Problem description:
The whole listing is to be returned exactly.

Material for this task:
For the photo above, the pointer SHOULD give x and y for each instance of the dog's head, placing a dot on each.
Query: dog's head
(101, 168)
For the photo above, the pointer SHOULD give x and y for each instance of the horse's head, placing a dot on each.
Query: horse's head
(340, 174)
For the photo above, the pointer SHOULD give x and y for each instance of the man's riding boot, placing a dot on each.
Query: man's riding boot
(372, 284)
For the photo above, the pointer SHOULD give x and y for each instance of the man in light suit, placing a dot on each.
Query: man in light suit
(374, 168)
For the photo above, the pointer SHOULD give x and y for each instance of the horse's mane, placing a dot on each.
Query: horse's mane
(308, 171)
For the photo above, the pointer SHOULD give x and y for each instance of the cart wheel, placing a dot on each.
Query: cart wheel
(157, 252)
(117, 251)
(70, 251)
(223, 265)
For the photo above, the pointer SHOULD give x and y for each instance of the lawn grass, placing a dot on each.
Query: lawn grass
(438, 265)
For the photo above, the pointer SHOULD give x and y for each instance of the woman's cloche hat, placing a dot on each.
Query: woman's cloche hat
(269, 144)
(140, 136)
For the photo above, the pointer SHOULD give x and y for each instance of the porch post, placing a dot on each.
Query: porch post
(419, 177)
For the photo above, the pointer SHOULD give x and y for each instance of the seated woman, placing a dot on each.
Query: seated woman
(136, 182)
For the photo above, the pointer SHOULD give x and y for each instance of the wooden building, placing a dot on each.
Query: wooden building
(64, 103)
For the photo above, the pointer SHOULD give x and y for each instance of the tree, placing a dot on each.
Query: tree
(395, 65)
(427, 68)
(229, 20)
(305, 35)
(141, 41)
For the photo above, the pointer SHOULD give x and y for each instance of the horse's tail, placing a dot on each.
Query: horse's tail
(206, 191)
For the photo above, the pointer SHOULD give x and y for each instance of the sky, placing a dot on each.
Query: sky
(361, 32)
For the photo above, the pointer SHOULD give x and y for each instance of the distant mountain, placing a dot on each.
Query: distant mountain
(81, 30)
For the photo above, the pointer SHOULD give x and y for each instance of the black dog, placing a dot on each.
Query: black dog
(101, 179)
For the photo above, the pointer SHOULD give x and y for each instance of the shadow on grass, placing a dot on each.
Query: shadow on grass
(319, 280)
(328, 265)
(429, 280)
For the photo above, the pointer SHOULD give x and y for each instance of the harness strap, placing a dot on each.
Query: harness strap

Output:
For the photo above, the pointer SHOULD give x and y for each instance of the dog's head, placing a dot on each.
Query: dog's head
(101, 168)
For the photo above, the pointer SHOULD give x and y for each instance of the horse's head, placing a dot on each.
Query: horse's head
(340, 174)
For the photo above, the pointer SHOULD give x and y for each instance of the man's riding boot, placing a dot on each.
Query: man's riding boot
(372, 284)
For the photo above, the pointer SHOULD give x and y for each instance of the man in light suit, placing a dot on each.
Query: man in light suit
(374, 168)
For the photo above, the pointer SHOULD give x and y for each instance of the horse's mane, placing a dot on each.
Query: horse's mane
(308, 171)
For the photo above, the pointer SHOULD give x and y for each instance of the cart wheel, placing a dot on each.
Query: cart wheel
(157, 252)
(117, 251)
(70, 251)
(223, 265)
For the photo above, the pointer SHOULD give x and y for each instance of the lawn grass, placing a dot on each.
Query: lawn grass
(438, 265)
For the photo above, the pointer SHOULD give x and y for each instance of the woman's cloche hat, placing a dot on each.
Query: woman's cloche hat
(269, 144)
(140, 136)
For the photo above, the pointer SHOULD give x and y for each instance of the porch post, placing a dot on each.
Query: porch post
(419, 177)
For the photo above, the pointer SHOULD give x and y for each instance of the seated woman, placing a dot on each.
Query: seated woman
(136, 182)
For the photo above, the pointer SHOULD give x and y for each instance of the wooden building, placing a dot on each.
Query: wooden building
(64, 103)
For the photo above, the pointer SHOULD give x and y for each instance of the tree, placing a dot on each.
Query: tree
(395, 65)
(427, 68)
(229, 20)
(305, 35)
(141, 41)
For the photo above, the pointer SHOULD give x and y for each instance of the horse's tail, placing a dot on each.
Query: horse's tail
(206, 191)
For the photo above, the pointer SHOULD give x and y for each instance of the sky, placing a dot on each.
Query: sky
(361, 32)
For the photo above, the pointer SHOULD give x and y for each instance of the distant mountain, placing a dot on each.
Query: distant mountain
(81, 30)
For the photo above, the pointer SHOULD give x and y for each instance of the black dog, placing a dot on each.
Query: black dog
(101, 179)
For the photo above, the pointer SHOULD give x and y for each instance of the shadow on grass, placing a dot on each.
Query: shadow on grass
(319, 280)
(328, 265)
(429, 280)
For the photo above, the pointer SHOULD give x and y for each instance of the harness strap, placing a dot on each.
Query: harness strap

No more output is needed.